* begin *

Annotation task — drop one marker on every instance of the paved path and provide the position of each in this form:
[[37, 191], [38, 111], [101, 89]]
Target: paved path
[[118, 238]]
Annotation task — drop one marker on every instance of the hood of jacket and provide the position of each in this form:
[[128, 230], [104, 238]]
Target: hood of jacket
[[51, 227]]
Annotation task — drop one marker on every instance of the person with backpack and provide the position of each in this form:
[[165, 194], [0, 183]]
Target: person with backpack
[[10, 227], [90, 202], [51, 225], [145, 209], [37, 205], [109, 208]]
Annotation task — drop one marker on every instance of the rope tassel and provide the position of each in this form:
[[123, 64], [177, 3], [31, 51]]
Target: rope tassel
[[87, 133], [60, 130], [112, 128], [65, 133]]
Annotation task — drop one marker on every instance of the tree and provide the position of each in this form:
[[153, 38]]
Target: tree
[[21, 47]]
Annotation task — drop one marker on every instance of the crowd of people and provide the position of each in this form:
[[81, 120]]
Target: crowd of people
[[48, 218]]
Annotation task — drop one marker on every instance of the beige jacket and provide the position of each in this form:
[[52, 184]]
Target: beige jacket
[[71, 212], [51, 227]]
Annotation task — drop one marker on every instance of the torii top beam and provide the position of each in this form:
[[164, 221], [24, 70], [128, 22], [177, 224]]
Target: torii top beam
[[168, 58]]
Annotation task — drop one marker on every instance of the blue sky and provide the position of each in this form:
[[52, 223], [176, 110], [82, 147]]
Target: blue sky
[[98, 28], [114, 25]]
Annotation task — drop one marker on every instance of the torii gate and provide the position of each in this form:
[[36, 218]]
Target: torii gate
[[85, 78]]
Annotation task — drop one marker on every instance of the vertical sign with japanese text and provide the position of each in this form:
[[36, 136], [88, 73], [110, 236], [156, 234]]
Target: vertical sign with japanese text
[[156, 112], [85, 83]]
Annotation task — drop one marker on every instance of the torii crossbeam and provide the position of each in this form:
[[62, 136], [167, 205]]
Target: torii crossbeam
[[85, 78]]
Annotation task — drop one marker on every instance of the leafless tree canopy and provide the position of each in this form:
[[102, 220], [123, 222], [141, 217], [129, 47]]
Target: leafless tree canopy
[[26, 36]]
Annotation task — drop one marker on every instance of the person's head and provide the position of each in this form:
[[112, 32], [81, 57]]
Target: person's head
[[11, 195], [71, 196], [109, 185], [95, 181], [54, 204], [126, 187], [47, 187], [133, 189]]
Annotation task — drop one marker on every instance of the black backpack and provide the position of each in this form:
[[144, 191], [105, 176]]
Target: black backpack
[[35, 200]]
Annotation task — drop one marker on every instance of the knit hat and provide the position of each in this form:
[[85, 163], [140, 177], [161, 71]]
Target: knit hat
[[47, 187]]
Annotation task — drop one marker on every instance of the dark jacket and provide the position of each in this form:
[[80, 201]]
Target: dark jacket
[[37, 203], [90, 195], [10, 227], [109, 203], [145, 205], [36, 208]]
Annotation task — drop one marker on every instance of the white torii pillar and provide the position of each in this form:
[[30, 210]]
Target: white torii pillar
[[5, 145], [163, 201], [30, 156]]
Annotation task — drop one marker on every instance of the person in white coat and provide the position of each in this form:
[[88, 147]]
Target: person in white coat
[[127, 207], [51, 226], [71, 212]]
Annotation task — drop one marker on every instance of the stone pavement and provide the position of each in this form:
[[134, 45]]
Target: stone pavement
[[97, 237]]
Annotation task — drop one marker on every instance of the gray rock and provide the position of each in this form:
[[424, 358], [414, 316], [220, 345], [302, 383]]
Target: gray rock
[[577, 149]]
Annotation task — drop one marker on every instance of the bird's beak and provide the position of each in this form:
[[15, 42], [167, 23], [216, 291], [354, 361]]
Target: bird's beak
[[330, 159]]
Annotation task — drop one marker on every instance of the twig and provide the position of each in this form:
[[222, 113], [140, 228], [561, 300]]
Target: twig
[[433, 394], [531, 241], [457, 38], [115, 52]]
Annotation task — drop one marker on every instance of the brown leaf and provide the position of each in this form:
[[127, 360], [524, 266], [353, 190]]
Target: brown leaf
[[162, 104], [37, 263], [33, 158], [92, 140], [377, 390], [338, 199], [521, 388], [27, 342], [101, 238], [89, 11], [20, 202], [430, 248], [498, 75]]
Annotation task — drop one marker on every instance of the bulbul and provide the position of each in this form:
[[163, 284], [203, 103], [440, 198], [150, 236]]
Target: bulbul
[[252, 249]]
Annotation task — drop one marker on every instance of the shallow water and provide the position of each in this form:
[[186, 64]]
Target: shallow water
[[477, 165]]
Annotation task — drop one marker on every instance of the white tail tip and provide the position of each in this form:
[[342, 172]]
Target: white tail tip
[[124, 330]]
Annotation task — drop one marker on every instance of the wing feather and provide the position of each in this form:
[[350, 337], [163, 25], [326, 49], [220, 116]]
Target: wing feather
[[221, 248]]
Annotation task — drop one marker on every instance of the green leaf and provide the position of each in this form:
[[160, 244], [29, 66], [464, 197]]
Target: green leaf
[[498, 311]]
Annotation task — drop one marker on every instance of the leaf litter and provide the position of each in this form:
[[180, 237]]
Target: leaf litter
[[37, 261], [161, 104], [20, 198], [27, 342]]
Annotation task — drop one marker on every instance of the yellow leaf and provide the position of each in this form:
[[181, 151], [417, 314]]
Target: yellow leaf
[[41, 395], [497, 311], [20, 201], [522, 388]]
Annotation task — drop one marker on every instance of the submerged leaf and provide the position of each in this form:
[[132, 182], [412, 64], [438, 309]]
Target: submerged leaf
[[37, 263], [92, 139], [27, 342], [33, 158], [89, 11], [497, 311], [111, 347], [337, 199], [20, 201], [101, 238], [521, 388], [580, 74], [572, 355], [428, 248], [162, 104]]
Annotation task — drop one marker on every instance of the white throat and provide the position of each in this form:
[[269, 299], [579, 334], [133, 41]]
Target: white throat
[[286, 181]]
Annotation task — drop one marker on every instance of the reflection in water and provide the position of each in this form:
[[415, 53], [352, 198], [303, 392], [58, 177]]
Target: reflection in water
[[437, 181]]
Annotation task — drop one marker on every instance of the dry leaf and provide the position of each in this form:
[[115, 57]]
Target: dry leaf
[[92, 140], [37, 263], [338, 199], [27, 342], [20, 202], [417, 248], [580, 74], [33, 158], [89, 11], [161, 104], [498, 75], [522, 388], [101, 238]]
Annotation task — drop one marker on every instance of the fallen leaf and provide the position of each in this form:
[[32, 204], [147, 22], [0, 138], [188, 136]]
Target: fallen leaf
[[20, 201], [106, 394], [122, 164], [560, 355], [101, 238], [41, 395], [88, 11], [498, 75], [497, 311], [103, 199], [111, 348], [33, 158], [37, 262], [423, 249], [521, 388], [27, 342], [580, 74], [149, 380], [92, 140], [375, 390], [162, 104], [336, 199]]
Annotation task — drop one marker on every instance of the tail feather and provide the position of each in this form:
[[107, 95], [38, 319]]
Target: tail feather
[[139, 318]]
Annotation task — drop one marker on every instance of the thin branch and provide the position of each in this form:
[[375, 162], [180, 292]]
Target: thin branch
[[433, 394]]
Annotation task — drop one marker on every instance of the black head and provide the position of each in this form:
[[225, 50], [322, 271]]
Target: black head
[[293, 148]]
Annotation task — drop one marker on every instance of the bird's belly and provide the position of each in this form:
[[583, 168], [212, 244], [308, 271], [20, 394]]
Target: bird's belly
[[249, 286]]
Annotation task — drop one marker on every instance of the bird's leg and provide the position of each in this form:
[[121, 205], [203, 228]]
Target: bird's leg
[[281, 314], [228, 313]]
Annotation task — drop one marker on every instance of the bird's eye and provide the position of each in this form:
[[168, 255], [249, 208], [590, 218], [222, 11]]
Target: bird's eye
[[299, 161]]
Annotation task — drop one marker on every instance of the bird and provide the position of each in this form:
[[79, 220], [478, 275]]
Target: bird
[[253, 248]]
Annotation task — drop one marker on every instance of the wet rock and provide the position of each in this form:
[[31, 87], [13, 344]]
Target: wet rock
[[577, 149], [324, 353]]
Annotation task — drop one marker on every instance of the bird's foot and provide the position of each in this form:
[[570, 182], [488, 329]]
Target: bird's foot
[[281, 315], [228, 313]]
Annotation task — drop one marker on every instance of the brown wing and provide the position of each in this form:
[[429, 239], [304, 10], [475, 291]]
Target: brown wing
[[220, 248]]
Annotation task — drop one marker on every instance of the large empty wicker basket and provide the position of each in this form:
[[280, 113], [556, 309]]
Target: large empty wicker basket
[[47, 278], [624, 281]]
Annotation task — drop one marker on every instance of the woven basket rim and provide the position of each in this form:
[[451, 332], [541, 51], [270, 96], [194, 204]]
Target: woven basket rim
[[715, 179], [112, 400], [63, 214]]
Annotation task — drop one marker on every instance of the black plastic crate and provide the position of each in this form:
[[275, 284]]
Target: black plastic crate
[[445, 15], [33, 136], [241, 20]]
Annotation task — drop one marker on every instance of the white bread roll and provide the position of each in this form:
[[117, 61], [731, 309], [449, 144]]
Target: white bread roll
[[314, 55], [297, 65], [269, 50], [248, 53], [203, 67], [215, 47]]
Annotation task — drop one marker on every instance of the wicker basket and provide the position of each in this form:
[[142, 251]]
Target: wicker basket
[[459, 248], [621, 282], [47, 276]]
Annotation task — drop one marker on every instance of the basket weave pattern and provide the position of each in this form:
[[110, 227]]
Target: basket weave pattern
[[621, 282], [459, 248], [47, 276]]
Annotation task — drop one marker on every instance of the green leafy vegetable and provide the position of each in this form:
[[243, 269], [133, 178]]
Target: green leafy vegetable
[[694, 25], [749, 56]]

* end *

__Task__:
Nothing outside the span should appear: transcribe the lines from the one containing "the wet rock" through the last line of the records.

__Full solution__:
Annotation task — drop one marker on every instance of the wet rock and provide the position of each in this form:
[[31, 87], [13, 344]]
Target: wet rock
[[577, 149], [324, 353]]
Annotation task — drop one marker on every instance of the bird's foot and provide the position of each in this form:
[[570, 182], [488, 329]]
Target: bird's foot
[[281, 315], [228, 313]]
Annotation task — drop one marker on every instance of the brown wing and provide the position of each in this form:
[[429, 239], [304, 10], [475, 291]]
Target: brown wing
[[220, 248]]
Annotation task — drop one marker on every instance of the large empty wicker basket and provide the position of each in this form:
[[280, 113], [556, 309]]
Target: large empty wicker basket
[[47, 278], [624, 281]]
Annotation task — drop one marker on every instance of the woven basket rim and provide the position of each in this form:
[[451, 332], [541, 51], [270, 96], [194, 204]]
Target: woven basket rim
[[715, 179], [112, 400], [63, 214]]
Annotation task — drop one marker on every instance of the black plastic crate and provide the position of each in this form:
[[275, 284]]
Target: black plastic crate
[[445, 15], [33, 136], [241, 20]]
Annotation task — drop one marker on every instance of the white bread roll and provide the position of each in this form:
[[117, 61], [731, 309], [449, 144]]
Target: white bread roll
[[314, 55], [297, 65], [269, 50], [248, 53], [203, 67], [215, 47]]
Annotation task — drop one marker on every instance of the wicker basket and provide the position of each in this form:
[[142, 251]]
Target: wicker basket
[[459, 248], [621, 282], [47, 276]]
Annotation task — drop one marker on every instance of the basket weave pattern and provide the position of each in this form:
[[110, 227]]
Target: basket weave pattern
[[621, 282], [459, 248], [47, 276]]
Annotation task — drop one marker on every instance of the green leafy vegetable and provide the position of each in this form:
[[243, 269], [133, 178]]
Target: green leafy vegetable
[[694, 25], [749, 56]]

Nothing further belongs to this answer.